— Provided data —
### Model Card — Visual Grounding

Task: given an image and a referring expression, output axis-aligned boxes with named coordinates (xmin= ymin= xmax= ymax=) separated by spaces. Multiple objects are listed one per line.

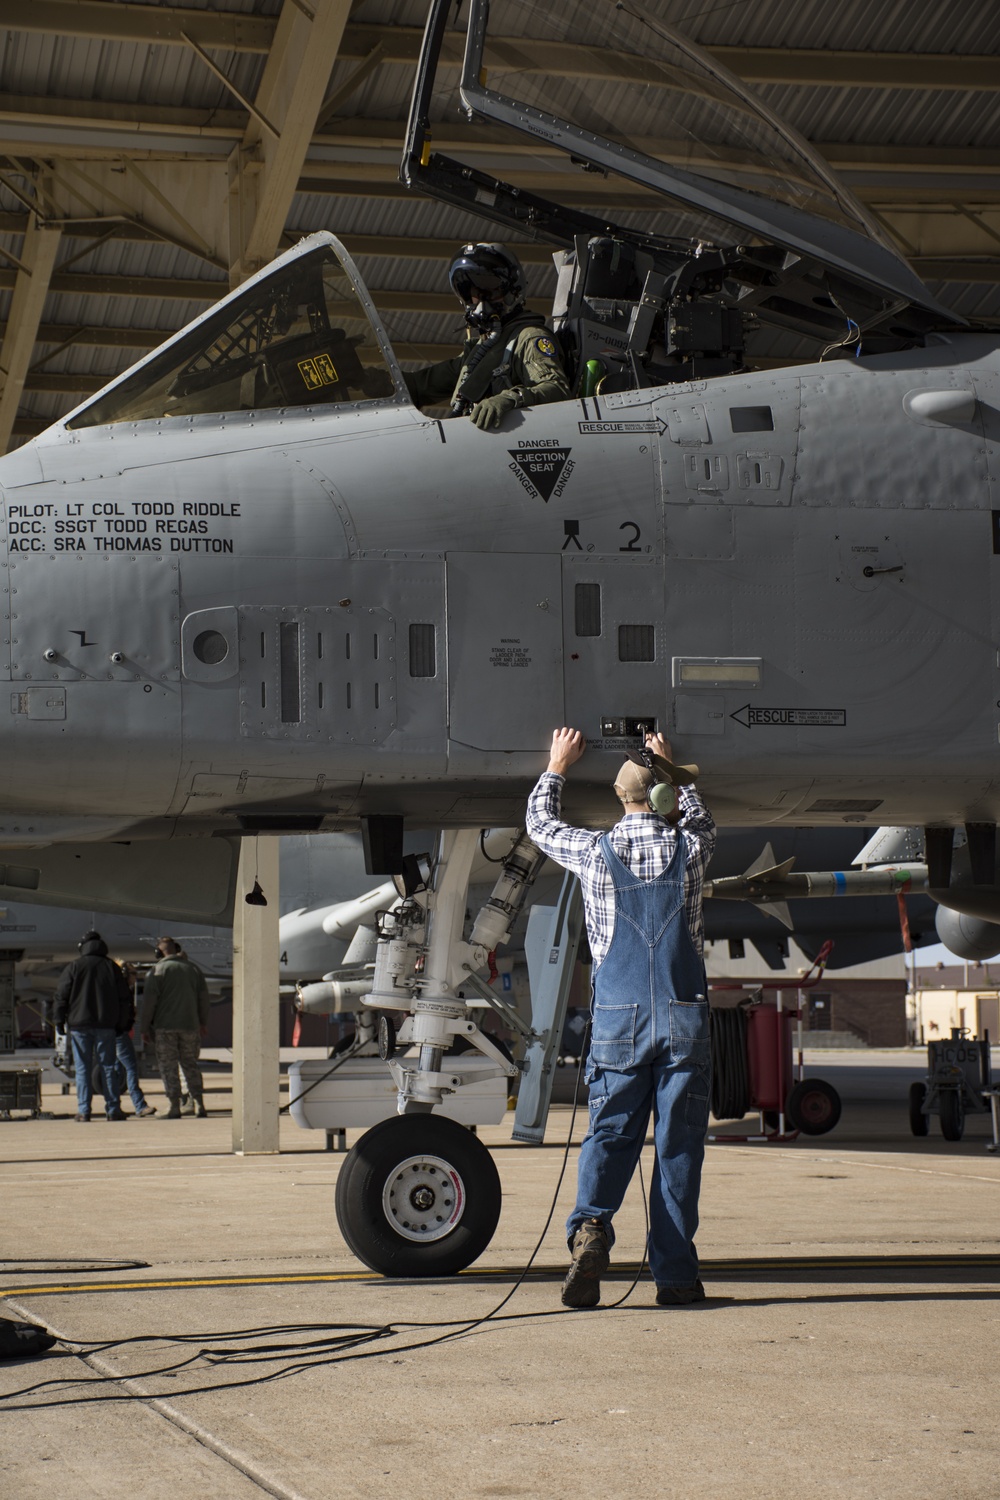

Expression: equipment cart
xmin=909 ymin=1029 xmax=993 ymax=1142
xmin=709 ymin=943 xmax=842 ymax=1143
xmin=0 ymin=1067 xmax=43 ymax=1120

— Work task —
Output the records exactly as they appear, skipping any pictures.

— Exercise result —
### Model Card — Visual Grounding

Task: given an image and a referring expression, output axis-aligned boxes with named coordinates (xmin= ymin= xmax= ymax=) separated by spaces. Multiple objects are listed one per line.


Expression: equipment cart
xmin=909 ymin=1029 xmax=993 ymax=1142
xmin=709 ymin=943 xmax=842 ymax=1143
xmin=0 ymin=1067 xmax=43 ymax=1120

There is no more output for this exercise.